● **PROVIDED RECORDS**:
-------

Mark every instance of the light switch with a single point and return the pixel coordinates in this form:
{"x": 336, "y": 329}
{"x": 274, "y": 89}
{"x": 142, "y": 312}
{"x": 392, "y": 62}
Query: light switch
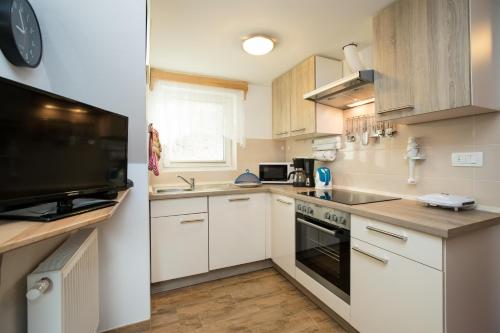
{"x": 467, "y": 159}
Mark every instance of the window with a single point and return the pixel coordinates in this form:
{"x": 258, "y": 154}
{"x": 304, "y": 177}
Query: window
{"x": 199, "y": 126}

-------

Copy every row above word for word, leaving out the pictures.

Mark every instance of the light switch with a single point and return the pixel coordinates in this form:
{"x": 336, "y": 329}
{"x": 274, "y": 89}
{"x": 142, "y": 312}
{"x": 392, "y": 62}
Query: light switch
{"x": 467, "y": 159}
Mark every instance of the window with a single point and return the pixel coordinates in this form:
{"x": 258, "y": 154}
{"x": 304, "y": 177}
Query: window
{"x": 199, "y": 126}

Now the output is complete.